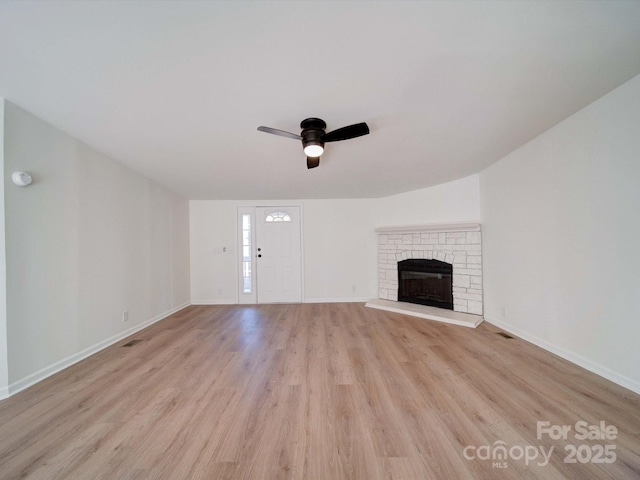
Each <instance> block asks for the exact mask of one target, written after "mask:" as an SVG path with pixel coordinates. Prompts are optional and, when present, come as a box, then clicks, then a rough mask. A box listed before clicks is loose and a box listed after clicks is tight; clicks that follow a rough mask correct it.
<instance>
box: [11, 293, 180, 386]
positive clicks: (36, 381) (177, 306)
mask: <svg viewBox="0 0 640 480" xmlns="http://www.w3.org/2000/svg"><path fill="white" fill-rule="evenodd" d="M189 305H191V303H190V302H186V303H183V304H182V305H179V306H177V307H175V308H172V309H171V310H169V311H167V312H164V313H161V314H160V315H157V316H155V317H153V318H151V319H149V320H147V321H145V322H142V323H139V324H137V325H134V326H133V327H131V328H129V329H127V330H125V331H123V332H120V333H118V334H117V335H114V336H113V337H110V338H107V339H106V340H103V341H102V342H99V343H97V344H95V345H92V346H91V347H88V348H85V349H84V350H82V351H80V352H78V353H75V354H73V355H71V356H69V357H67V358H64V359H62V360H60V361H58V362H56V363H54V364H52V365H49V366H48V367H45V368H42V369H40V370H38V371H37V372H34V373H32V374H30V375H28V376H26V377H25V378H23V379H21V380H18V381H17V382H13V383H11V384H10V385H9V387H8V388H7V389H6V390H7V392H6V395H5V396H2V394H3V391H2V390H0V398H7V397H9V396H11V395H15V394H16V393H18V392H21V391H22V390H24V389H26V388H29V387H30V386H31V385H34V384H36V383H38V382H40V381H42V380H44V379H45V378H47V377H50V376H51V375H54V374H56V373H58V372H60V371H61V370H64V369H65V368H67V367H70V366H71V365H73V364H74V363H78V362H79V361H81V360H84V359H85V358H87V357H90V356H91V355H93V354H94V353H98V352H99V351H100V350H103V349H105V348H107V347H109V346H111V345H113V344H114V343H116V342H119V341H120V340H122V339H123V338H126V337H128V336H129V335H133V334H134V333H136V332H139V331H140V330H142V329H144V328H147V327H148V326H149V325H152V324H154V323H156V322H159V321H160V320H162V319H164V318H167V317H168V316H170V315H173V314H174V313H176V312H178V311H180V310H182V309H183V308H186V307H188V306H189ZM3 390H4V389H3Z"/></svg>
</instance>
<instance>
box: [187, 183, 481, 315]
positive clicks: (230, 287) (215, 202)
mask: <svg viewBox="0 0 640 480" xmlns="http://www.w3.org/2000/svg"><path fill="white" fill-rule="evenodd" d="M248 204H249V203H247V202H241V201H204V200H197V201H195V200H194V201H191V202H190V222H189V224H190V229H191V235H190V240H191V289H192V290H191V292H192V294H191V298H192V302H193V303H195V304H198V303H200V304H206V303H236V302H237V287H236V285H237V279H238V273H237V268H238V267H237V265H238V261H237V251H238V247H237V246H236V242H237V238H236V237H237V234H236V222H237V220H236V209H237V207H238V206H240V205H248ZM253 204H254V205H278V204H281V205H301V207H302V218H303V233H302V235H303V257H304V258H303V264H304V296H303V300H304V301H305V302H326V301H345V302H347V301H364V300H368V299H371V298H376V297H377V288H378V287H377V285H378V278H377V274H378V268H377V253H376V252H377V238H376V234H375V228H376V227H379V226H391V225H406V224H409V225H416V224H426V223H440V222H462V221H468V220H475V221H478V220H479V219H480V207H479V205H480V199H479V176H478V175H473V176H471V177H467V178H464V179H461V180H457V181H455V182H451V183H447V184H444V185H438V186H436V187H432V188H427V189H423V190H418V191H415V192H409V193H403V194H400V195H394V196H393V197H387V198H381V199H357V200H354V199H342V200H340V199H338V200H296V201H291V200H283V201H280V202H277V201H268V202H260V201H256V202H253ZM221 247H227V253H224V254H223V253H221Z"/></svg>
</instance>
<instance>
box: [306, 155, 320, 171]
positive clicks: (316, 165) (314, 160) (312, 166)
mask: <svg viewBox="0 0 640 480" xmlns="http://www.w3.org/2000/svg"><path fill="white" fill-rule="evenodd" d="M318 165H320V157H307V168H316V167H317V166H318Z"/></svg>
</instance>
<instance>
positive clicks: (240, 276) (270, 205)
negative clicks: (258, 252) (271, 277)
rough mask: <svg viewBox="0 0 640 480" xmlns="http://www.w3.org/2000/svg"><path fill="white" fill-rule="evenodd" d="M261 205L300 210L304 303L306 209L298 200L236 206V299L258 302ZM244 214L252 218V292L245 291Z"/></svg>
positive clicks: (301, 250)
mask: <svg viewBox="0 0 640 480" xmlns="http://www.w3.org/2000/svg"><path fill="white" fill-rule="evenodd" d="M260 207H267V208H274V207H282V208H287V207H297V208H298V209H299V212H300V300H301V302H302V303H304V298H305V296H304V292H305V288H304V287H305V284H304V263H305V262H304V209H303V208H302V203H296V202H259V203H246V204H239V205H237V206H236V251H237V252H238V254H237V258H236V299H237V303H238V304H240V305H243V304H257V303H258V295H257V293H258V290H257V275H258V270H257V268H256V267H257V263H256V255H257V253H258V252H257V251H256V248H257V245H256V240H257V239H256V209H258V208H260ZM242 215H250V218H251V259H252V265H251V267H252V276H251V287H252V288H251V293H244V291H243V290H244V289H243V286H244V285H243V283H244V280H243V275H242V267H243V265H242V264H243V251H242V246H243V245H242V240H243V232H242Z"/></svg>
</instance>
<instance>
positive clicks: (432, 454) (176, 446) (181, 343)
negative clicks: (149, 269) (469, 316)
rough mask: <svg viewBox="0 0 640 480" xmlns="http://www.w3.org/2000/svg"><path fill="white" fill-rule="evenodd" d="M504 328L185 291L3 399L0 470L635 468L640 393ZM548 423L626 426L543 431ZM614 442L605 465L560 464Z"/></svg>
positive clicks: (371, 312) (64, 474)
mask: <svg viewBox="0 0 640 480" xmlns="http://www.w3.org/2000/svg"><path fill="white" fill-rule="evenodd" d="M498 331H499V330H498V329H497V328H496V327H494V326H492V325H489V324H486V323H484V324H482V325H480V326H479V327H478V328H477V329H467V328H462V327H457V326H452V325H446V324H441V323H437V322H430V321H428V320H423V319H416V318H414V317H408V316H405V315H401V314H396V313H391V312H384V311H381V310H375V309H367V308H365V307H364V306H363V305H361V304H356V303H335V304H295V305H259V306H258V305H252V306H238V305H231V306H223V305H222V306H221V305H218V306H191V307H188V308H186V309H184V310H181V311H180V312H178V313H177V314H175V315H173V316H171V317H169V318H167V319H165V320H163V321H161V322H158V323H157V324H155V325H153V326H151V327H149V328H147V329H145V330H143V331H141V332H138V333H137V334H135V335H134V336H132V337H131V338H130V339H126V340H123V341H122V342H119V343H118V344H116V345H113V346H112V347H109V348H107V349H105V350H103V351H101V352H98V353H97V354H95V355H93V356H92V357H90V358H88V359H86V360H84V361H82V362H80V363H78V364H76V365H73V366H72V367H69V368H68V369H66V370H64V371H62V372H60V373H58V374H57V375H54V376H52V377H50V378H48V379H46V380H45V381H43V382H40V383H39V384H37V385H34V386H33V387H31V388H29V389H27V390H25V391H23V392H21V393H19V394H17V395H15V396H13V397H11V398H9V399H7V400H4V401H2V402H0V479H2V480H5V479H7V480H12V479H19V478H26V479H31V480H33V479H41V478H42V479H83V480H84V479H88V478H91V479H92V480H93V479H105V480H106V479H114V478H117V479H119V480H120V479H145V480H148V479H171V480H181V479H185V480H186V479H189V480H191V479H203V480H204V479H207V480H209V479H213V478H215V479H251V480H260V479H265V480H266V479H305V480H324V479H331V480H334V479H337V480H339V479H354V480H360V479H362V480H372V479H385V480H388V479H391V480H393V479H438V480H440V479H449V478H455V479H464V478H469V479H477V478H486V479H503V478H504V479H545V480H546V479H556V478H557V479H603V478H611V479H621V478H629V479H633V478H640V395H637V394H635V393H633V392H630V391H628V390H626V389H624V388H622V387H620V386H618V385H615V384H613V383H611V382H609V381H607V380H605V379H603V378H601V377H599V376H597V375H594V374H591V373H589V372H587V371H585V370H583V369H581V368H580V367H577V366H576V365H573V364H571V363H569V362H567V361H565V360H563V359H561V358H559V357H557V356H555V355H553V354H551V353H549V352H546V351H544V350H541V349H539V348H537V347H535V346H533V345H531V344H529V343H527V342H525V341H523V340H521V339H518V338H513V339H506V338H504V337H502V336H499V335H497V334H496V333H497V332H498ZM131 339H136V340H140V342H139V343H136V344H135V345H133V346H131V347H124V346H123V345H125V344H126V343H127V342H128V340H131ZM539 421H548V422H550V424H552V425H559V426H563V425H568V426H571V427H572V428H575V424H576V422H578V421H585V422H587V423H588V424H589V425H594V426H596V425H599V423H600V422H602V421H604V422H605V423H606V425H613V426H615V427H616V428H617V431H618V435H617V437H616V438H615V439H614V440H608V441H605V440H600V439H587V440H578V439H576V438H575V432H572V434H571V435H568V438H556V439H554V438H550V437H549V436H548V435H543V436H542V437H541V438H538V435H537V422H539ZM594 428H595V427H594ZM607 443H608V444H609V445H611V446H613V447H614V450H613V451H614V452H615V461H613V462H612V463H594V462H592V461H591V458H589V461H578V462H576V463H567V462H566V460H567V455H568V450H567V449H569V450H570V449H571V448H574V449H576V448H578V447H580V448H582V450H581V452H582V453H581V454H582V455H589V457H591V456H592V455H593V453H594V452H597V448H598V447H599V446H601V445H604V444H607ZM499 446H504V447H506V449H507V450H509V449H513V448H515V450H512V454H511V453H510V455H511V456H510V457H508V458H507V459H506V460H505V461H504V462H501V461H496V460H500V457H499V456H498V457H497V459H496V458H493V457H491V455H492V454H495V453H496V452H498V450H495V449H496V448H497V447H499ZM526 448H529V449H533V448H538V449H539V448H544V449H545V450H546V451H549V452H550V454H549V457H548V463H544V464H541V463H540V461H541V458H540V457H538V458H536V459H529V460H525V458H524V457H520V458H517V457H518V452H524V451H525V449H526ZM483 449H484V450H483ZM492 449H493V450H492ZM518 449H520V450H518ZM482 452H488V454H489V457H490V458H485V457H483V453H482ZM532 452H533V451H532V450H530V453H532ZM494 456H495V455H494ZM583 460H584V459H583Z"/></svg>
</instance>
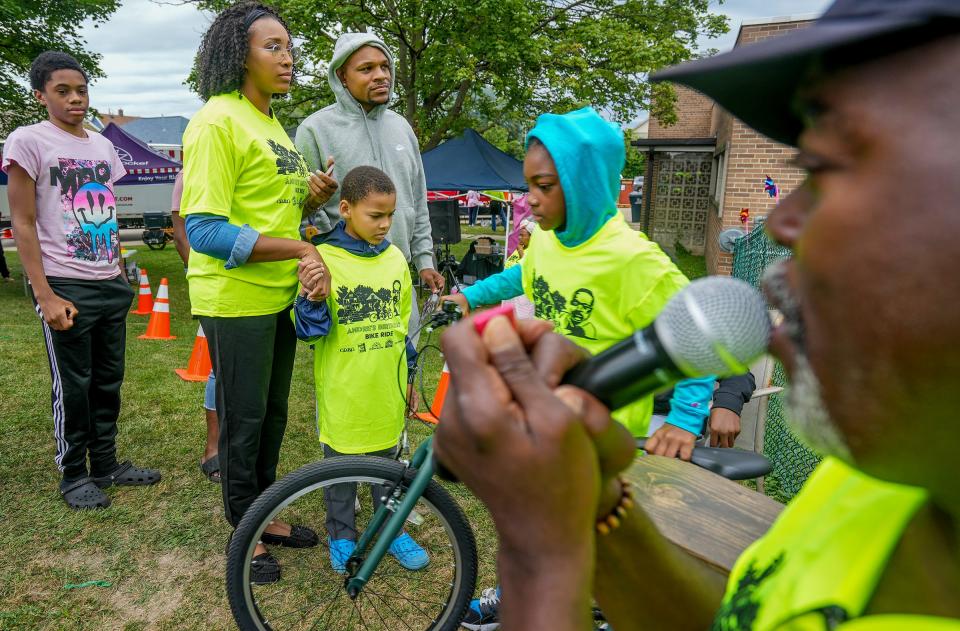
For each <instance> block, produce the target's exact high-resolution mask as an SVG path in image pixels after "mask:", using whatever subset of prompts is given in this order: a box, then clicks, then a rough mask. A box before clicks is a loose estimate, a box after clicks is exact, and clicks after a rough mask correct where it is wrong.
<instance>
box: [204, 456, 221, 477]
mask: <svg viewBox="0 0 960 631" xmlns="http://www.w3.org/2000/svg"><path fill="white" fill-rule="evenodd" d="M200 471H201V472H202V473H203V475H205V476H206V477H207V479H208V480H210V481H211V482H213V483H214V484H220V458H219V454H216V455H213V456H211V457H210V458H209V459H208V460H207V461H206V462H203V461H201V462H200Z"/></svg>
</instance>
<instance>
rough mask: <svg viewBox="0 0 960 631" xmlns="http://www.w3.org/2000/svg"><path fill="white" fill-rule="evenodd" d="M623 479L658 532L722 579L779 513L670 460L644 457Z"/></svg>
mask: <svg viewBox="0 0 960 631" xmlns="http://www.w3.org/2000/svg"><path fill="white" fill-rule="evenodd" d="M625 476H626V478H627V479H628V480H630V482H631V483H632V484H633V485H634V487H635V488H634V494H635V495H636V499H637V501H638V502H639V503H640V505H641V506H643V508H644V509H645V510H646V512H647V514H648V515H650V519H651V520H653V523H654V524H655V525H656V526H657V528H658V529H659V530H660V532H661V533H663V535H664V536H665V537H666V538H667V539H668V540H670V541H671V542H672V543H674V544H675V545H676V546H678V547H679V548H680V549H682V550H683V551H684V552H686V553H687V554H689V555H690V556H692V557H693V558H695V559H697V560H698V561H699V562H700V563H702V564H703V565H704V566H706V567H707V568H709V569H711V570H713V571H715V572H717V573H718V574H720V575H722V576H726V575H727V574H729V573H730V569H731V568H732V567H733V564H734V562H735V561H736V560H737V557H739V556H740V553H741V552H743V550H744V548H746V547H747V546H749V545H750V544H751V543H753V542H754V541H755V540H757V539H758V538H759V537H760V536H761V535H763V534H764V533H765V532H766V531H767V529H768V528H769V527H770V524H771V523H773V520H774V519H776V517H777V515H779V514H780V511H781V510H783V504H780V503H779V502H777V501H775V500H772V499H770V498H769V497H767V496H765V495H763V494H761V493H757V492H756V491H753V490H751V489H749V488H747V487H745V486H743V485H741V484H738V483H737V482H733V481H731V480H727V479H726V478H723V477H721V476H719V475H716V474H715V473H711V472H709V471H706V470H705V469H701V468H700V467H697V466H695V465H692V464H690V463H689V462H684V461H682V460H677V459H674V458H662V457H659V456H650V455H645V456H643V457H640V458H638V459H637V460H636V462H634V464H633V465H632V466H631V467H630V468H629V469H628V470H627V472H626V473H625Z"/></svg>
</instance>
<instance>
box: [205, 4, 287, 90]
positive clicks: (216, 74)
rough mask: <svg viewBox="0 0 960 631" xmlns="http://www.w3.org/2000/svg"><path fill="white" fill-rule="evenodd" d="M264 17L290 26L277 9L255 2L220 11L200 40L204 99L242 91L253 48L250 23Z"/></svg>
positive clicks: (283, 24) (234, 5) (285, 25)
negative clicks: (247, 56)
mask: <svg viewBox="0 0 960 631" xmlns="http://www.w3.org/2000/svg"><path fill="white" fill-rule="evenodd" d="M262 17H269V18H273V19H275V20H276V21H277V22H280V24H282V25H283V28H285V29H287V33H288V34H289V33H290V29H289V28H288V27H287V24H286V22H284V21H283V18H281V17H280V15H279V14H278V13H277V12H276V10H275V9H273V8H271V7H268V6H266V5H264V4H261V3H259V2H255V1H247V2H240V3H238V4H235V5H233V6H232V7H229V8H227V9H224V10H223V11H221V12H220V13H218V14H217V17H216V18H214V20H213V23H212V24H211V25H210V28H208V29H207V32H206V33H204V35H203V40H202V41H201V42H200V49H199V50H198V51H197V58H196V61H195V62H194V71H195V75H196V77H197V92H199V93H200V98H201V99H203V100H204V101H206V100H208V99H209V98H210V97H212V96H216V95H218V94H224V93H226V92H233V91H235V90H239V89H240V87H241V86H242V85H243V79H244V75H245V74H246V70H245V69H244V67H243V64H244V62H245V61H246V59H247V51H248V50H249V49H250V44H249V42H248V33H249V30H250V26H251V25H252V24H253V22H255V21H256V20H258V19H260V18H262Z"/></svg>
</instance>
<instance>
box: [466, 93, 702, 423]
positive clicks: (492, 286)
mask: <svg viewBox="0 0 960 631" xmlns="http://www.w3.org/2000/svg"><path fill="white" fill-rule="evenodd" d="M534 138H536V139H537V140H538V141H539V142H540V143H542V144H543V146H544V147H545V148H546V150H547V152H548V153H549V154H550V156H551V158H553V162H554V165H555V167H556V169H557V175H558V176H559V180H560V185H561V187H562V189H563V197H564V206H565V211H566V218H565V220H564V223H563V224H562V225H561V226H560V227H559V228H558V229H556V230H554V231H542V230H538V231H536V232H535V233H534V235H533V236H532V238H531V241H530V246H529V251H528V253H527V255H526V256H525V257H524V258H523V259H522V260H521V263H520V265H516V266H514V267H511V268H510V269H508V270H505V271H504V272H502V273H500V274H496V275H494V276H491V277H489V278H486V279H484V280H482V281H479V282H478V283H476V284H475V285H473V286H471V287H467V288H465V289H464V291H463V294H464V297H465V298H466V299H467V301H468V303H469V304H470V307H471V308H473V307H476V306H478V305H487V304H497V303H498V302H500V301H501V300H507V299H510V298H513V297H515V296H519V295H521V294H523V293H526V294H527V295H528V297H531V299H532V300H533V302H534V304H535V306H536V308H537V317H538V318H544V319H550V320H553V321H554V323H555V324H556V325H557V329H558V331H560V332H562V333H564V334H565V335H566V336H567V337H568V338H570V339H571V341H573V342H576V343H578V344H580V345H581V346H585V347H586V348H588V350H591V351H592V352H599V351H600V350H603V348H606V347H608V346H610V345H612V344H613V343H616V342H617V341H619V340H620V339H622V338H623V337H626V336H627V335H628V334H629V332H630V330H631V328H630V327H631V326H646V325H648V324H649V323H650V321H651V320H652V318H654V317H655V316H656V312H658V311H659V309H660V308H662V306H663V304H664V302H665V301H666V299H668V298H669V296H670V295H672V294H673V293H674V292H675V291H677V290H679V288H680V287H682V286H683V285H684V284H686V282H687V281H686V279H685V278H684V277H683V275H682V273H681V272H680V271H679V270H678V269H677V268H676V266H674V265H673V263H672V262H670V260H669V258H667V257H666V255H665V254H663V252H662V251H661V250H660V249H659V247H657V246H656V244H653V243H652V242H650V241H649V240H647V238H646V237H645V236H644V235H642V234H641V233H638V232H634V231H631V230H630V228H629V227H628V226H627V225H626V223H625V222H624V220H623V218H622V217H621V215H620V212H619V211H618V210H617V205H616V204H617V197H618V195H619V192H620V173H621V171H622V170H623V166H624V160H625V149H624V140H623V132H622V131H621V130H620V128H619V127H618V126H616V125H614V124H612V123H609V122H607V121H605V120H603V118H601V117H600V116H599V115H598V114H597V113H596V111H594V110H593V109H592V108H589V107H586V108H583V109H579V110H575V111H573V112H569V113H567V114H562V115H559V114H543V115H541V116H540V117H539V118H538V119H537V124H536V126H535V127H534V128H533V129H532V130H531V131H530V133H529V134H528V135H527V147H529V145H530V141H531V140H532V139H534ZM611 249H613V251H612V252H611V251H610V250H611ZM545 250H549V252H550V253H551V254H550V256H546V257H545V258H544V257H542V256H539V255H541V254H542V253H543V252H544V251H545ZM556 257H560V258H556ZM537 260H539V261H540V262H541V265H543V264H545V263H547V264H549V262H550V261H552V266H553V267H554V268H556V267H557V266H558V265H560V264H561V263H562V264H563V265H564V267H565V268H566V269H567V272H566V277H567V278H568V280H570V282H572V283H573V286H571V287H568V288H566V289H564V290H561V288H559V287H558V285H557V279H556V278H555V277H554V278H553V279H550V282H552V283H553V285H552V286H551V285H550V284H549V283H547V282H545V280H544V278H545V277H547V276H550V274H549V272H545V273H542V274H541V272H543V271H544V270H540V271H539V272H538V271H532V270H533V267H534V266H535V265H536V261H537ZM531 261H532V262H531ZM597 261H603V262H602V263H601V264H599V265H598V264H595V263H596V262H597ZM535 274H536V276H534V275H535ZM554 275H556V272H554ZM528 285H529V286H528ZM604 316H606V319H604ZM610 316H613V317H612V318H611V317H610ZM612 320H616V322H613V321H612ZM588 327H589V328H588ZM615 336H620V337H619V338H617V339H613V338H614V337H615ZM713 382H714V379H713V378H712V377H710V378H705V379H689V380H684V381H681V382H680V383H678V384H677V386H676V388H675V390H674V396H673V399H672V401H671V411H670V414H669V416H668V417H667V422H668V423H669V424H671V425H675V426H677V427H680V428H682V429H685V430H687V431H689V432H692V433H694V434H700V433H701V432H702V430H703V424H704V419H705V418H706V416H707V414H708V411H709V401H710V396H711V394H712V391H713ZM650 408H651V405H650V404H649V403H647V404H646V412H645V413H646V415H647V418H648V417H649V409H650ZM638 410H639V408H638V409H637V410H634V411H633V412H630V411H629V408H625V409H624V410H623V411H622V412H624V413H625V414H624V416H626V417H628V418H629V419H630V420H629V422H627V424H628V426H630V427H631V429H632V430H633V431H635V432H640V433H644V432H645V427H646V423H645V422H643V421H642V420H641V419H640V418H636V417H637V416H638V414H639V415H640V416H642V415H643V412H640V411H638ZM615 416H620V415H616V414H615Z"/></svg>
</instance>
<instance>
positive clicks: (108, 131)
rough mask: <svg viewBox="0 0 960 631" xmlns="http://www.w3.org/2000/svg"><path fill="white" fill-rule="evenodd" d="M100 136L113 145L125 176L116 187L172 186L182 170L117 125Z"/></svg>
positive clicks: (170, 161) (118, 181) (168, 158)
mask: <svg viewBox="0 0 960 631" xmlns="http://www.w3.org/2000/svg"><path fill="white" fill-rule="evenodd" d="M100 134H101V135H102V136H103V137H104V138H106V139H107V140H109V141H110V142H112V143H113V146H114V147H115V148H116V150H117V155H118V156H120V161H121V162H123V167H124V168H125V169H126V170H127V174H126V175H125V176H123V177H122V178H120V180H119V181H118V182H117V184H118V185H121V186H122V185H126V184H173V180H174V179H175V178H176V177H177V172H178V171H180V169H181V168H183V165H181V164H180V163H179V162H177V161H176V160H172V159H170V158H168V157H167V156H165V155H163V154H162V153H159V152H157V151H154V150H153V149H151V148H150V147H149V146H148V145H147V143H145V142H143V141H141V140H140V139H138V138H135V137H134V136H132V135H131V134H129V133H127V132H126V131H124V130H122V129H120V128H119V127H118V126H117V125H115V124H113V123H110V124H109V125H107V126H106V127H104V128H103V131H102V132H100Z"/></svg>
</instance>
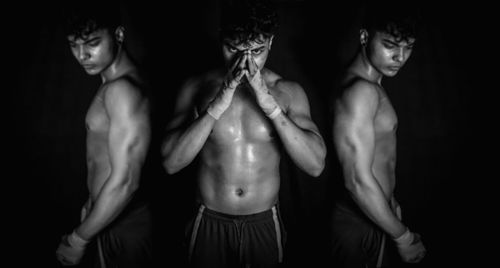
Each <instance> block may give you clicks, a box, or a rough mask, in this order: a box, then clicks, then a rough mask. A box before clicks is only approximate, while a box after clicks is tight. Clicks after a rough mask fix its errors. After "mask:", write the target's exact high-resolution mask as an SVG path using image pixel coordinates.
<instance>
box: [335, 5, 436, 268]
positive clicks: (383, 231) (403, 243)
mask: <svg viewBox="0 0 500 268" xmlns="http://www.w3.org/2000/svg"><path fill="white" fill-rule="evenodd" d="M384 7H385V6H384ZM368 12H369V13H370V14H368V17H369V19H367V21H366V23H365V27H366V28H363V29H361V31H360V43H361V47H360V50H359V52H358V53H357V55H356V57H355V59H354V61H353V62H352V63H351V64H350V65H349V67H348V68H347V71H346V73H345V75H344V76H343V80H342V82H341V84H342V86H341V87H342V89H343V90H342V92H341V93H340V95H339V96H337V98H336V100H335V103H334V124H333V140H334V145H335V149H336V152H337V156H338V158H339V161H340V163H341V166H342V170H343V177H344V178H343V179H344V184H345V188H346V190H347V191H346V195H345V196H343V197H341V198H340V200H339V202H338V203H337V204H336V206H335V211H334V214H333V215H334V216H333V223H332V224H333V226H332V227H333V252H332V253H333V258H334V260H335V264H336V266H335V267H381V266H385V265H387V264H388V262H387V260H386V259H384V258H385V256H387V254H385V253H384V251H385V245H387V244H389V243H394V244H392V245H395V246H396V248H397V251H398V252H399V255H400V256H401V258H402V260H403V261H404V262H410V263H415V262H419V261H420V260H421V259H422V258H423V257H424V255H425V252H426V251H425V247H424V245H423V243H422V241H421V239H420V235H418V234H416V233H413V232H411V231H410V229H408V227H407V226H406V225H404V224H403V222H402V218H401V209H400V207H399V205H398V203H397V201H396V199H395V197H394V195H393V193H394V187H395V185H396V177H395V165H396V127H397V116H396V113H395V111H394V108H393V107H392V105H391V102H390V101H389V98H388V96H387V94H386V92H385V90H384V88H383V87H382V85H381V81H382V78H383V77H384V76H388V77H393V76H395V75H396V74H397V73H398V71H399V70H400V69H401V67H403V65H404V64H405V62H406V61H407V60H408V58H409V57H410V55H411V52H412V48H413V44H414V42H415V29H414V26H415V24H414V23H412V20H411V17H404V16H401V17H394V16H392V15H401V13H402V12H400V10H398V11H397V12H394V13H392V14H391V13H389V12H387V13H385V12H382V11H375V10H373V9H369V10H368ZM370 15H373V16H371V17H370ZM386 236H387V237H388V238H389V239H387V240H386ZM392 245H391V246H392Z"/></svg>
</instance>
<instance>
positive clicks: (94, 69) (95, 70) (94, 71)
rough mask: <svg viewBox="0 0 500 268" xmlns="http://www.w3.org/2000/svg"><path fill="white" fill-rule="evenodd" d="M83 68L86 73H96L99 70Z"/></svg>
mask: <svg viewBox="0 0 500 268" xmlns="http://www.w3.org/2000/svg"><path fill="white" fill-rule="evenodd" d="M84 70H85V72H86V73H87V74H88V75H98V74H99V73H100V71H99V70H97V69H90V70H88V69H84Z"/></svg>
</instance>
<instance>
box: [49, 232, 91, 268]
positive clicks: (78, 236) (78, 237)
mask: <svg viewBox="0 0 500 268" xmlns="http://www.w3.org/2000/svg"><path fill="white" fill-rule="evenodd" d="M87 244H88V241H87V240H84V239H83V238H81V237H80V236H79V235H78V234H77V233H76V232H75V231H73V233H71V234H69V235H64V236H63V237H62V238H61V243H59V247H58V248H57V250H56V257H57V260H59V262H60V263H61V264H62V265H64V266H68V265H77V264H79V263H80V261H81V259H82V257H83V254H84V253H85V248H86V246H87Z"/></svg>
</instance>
════════════════
What you give back should be only the lines of the records above, starting at the line with "box: [11, 293, 180, 386]" and ending at the line with "box: [187, 183, 481, 315]", restated word for word.

box: [11, 293, 180, 386]
positive clicks: (36, 381) (177, 306)
mask: <svg viewBox="0 0 640 480" xmlns="http://www.w3.org/2000/svg"><path fill="white" fill-rule="evenodd" d="M189 305H191V303H190V302H186V303H183V304H182V305H179V306H177V307H175V308H172V309H171V310H169V311H167V312H164V313H161V314H160V315H157V316H155V317H153V318H151V319H149V320H147V321H145V322H142V323H139V324H137V325H134V326H133V327H131V328H129V329H127V330H125V331H123V332H120V333H118V334H117V335H114V336H113V337H110V338H107V339H106V340H103V341H102V342H99V343H97V344H95V345H92V346H91V347H88V348H85V349H84V350H82V351H80V352H78V353H75V354H73V355H71V356H69V357H67V358H64V359H62V360H60V361H58V362H56V363H54V364H52V365H49V366H48V367H45V368H42V369H40V370H38V371H37V372H34V373H32V374H30V375H28V376H26V377H25V378H23V379H21V380H18V381H17V382H13V383H11V384H10V385H9V387H8V388H7V389H6V390H7V392H6V395H5V396H2V394H3V391H2V390H0V398H7V397H9V396H11V395H15V394H16V393H18V392H21V391H22V390H24V389H26V388H29V387H30V386H31V385H34V384H36V383H38V382H40V381H42V380H44V379H45V378H47V377H50V376H51V375H54V374H56V373H58V372H60V371H61V370H64V369H65V368H67V367H70V366H71V365H73V364H74V363H78V362H79V361H81V360H84V359H85V358H87V357H90V356H91V355H93V354H94V353H98V352H99V351H100V350H103V349H105V348H107V347H109V346H111V345H113V344H114V343H116V342H119V341H120V340H122V339H123V338H126V337H128V336H129V335H133V334H134V333H136V332H139V331H140V330H142V329H144V328H147V327H148V326H149V325H152V324H154V323H156V322H159V321H160V320H162V319H164V318H167V317H168V316H170V315H173V314H174V313H176V312H178V311H180V310H182V309H183V308H186V307H188V306H189ZM3 390H4V389H3Z"/></svg>
</instance>
<instance>
box: [187, 183, 481, 315]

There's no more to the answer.